• YOUR GOAL: Exactly as written, please set down all of the entries again, with no pictures.

** MATERIAL SUPPLIED follows **

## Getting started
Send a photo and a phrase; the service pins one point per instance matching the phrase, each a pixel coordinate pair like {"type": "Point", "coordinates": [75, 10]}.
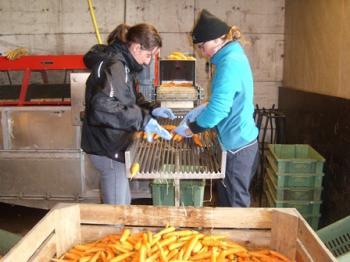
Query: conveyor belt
{"type": "Point", "coordinates": [178, 159]}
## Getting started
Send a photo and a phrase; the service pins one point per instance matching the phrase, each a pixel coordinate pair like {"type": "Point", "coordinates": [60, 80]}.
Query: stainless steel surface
{"type": "Point", "coordinates": [38, 128]}
{"type": "Point", "coordinates": [77, 88]}
{"type": "Point", "coordinates": [177, 160]}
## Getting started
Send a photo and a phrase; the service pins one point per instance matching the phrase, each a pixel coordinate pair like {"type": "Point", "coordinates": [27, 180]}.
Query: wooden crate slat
{"type": "Point", "coordinates": [176, 216]}
{"type": "Point", "coordinates": [315, 246]}
{"type": "Point", "coordinates": [67, 220]}
{"type": "Point", "coordinates": [261, 237]}
{"type": "Point", "coordinates": [302, 253]}
{"type": "Point", "coordinates": [280, 229]}
{"type": "Point", "coordinates": [287, 229]}
{"type": "Point", "coordinates": [28, 245]}
{"type": "Point", "coordinates": [47, 250]}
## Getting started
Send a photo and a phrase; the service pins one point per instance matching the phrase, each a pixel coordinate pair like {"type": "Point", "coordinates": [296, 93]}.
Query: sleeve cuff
{"type": "Point", "coordinates": [195, 128]}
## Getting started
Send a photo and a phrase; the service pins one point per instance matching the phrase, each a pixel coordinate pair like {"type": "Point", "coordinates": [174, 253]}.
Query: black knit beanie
{"type": "Point", "coordinates": [208, 27]}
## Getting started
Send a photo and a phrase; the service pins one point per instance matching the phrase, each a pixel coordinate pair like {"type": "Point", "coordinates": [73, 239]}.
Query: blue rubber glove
{"type": "Point", "coordinates": [193, 114]}
{"type": "Point", "coordinates": [181, 130]}
{"type": "Point", "coordinates": [163, 112]}
{"type": "Point", "coordinates": [153, 127]}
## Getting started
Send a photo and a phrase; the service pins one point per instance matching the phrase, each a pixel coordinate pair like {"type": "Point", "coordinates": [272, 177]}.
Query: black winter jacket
{"type": "Point", "coordinates": [113, 108]}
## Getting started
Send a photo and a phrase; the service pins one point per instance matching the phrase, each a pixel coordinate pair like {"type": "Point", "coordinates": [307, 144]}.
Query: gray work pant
{"type": "Point", "coordinates": [114, 183]}
{"type": "Point", "coordinates": [241, 165]}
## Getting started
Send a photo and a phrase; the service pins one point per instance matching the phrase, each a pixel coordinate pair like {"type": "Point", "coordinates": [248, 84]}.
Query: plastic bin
{"type": "Point", "coordinates": [336, 237]}
{"type": "Point", "coordinates": [293, 193]}
{"type": "Point", "coordinates": [305, 208]}
{"type": "Point", "coordinates": [294, 179]}
{"type": "Point", "coordinates": [294, 159]}
{"type": "Point", "coordinates": [309, 210]}
{"type": "Point", "coordinates": [7, 241]}
{"type": "Point", "coordinates": [191, 193]}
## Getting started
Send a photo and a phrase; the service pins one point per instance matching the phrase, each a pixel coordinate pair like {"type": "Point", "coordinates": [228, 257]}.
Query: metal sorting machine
{"type": "Point", "coordinates": [172, 159]}
{"type": "Point", "coordinates": [178, 89]}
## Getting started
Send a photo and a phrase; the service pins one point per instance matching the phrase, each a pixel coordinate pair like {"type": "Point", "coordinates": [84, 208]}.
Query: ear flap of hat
{"type": "Point", "coordinates": [208, 27]}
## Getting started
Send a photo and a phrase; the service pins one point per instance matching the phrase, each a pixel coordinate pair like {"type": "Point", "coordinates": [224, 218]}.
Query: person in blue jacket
{"type": "Point", "coordinates": [229, 109]}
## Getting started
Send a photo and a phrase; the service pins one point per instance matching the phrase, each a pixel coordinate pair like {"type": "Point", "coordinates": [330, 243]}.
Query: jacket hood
{"type": "Point", "coordinates": [118, 47]}
{"type": "Point", "coordinates": [99, 53]}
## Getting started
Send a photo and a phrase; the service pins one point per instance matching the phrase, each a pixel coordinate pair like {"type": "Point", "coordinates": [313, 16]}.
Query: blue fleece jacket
{"type": "Point", "coordinates": [230, 107]}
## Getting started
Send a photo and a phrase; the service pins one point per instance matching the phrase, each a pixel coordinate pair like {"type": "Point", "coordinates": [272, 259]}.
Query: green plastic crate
{"type": "Point", "coordinates": [294, 179]}
{"type": "Point", "coordinates": [305, 208]}
{"type": "Point", "coordinates": [294, 159]}
{"type": "Point", "coordinates": [191, 192]}
{"type": "Point", "coordinates": [336, 237]}
{"type": "Point", "coordinates": [313, 221]}
{"type": "Point", "coordinates": [309, 211]}
{"type": "Point", "coordinates": [293, 193]}
{"type": "Point", "coordinates": [7, 241]}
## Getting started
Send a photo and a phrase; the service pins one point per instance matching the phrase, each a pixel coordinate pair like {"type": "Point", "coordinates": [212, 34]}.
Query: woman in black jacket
{"type": "Point", "coordinates": [113, 108]}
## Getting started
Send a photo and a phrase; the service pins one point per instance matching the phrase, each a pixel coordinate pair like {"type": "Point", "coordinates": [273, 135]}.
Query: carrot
{"type": "Point", "coordinates": [125, 235]}
{"type": "Point", "coordinates": [165, 231]}
{"type": "Point", "coordinates": [201, 256]}
{"type": "Point", "coordinates": [164, 242]}
{"type": "Point", "coordinates": [214, 254]}
{"type": "Point", "coordinates": [181, 233]}
{"type": "Point", "coordinates": [162, 254]}
{"type": "Point", "coordinates": [143, 253]}
{"type": "Point", "coordinates": [190, 247]}
{"type": "Point", "coordinates": [169, 127]}
{"type": "Point", "coordinates": [95, 257]}
{"type": "Point", "coordinates": [197, 247]}
{"type": "Point", "coordinates": [122, 257]}
{"type": "Point", "coordinates": [172, 254]}
{"type": "Point", "coordinates": [197, 140]}
{"type": "Point", "coordinates": [85, 259]}
{"type": "Point", "coordinates": [176, 245]}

** End of MATERIAL SUPPLIED **

• FINAL ANSWER:
## Getting started
Send a photo and a phrase; the service pins one point per instance matching the phrase, each a pixel coordinate pair like {"type": "Point", "coordinates": [75, 10]}.
Query: conveyor belt
{"type": "Point", "coordinates": [178, 159]}
## Getting started
Send a photo and a phrase; the service pins one point per instance matching the phrase, each a pixel coordinate pair like {"type": "Point", "coordinates": [60, 80]}.
Query: stainless steel surface
{"type": "Point", "coordinates": [38, 128]}
{"type": "Point", "coordinates": [77, 88]}
{"type": "Point", "coordinates": [177, 160]}
## Getting started
Send a photo and a phrase; the service pins one point per instance matching the phrase, each a pixel coordinate pair like {"type": "Point", "coordinates": [27, 180]}.
Query: wooden crate slat
{"type": "Point", "coordinates": [176, 216]}
{"type": "Point", "coordinates": [315, 246]}
{"type": "Point", "coordinates": [67, 220]}
{"type": "Point", "coordinates": [261, 237]}
{"type": "Point", "coordinates": [302, 253]}
{"type": "Point", "coordinates": [280, 229]}
{"type": "Point", "coordinates": [287, 229]}
{"type": "Point", "coordinates": [28, 245]}
{"type": "Point", "coordinates": [47, 250]}
## Getting started
Send a photo and a phrase; the service pins one point per instance matching the phrase, each a pixel coordinate pair like {"type": "Point", "coordinates": [296, 93]}.
Query: sleeve cuff
{"type": "Point", "coordinates": [195, 128]}
## Getting started
Send a photo and a phrase; the service pins one point per instance matching the phrase, each a pixel coordinate pair like {"type": "Point", "coordinates": [174, 253]}.
Query: black knit beanie
{"type": "Point", "coordinates": [208, 27]}
## Getting started
Send a photo and a phrase; the service pins one point per instance matching the phrase, each a pixel coordinate pair like {"type": "Point", "coordinates": [73, 239]}.
Query: blue rubber glove
{"type": "Point", "coordinates": [193, 114]}
{"type": "Point", "coordinates": [181, 130]}
{"type": "Point", "coordinates": [163, 112]}
{"type": "Point", "coordinates": [153, 127]}
## Getting started
Send a photo and a phrase; the service pins one point per instance matching the phrase, each a pixel coordinate pair like {"type": "Point", "coordinates": [272, 177]}.
Query: black winter jacket
{"type": "Point", "coordinates": [113, 108]}
## Getting started
Send a photo and a phrase; the service pins one point per instance matching the phrase, each a pixel coordinate pair like {"type": "Point", "coordinates": [307, 144]}.
Query: gray work pant
{"type": "Point", "coordinates": [114, 183]}
{"type": "Point", "coordinates": [241, 165]}
## Getting started
Send a photo and a phrase; the service pins one point per instance matching the phrase, each a pixel coordinate pair like {"type": "Point", "coordinates": [248, 84]}.
Query: plastic bin
{"type": "Point", "coordinates": [336, 237]}
{"type": "Point", "coordinates": [293, 193]}
{"type": "Point", "coordinates": [305, 208]}
{"type": "Point", "coordinates": [294, 179]}
{"type": "Point", "coordinates": [294, 159]}
{"type": "Point", "coordinates": [309, 210]}
{"type": "Point", "coordinates": [7, 241]}
{"type": "Point", "coordinates": [191, 193]}
## Getting started
Send a photo and a phrase; the service pins one point per instance matching the phrase, each a pixel coordinate pair like {"type": "Point", "coordinates": [228, 257]}.
Query: metal sorting machine
{"type": "Point", "coordinates": [172, 159]}
{"type": "Point", "coordinates": [178, 89]}
## Getting started
Send a photo and a phrase; the service pins one point per instance matching the phrase, each a pixel coordinate pair like {"type": "Point", "coordinates": [84, 208]}.
Query: ear flap of hat
{"type": "Point", "coordinates": [208, 27]}
## Getting started
Send a photo and a phrase; the service pins one point per instance matching the phrase, each a pixel coordinate pair like {"type": "Point", "coordinates": [224, 218]}.
Query: person in blue jacket
{"type": "Point", "coordinates": [229, 109]}
## Getting started
Send a photo and a phrase; the service pins one point per instance matching the phrase, each a pixel coordinate pair like {"type": "Point", "coordinates": [330, 243]}.
Query: jacket hood
{"type": "Point", "coordinates": [118, 47]}
{"type": "Point", "coordinates": [99, 53]}
## Getting started
Send a photo and a phrase; the service pins one point per instance matching the phrase, each a pixel coordinate pair like {"type": "Point", "coordinates": [313, 16]}.
Query: blue fleece jacket
{"type": "Point", "coordinates": [230, 107]}
## Getting started
Send a photo and a phrase; the service pins one point per instance matching the phrase, each a pixel coordinate pair like {"type": "Point", "coordinates": [272, 259]}.
Query: green plastic crate
{"type": "Point", "coordinates": [294, 179]}
{"type": "Point", "coordinates": [305, 208]}
{"type": "Point", "coordinates": [294, 159]}
{"type": "Point", "coordinates": [191, 192]}
{"type": "Point", "coordinates": [336, 237]}
{"type": "Point", "coordinates": [313, 221]}
{"type": "Point", "coordinates": [309, 211]}
{"type": "Point", "coordinates": [293, 193]}
{"type": "Point", "coordinates": [7, 241]}
## Getting started
Send a photo and a phrase; the service pins one point per instance matching the phrase, each a pixel coordinate pair like {"type": "Point", "coordinates": [212, 34]}.
Query: woman in black jacket
{"type": "Point", "coordinates": [113, 108]}
## Getting started
Send a photo and a phrase; the service pins one point per instance matching the phrase, each a pixel coordinate pair like {"type": "Point", "coordinates": [273, 135]}.
Query: carrot
{"type": "Point", "coordinates": [125, 235]}
{"type": "Point", "coordinates": [165, 231]}
{"type": "Point", "coordinates": [201, 256]}
{"type": "Point", "coordinates": [164, 242]}
{"type": "Point", "coordinates": [214, 254]}
{"type": "Point", "coordinates": [181, 233]}
{"type": "Point", "coordinates": [162, 254]}
{"type": "Point", "coordinates": [143, 253]}
{"type": "Point", "coordinates": [190, 247]}
{"type": "Point", "coordinates": [169, 127]}
{"type": "Point", "coordinates": [95, 257]}
{"type": "Point", "coordinates": [197, 247]}
{"type": "Point", "coordinates": [122, 257]}
{"type": "Point", "coordinates": [172, 254]}
{"type": "Point", "coordinates": [197, 140]}
{"type": "Point", "coordinates": [85, 259]}
{"type": "Point", "coordinates": [176, 245]}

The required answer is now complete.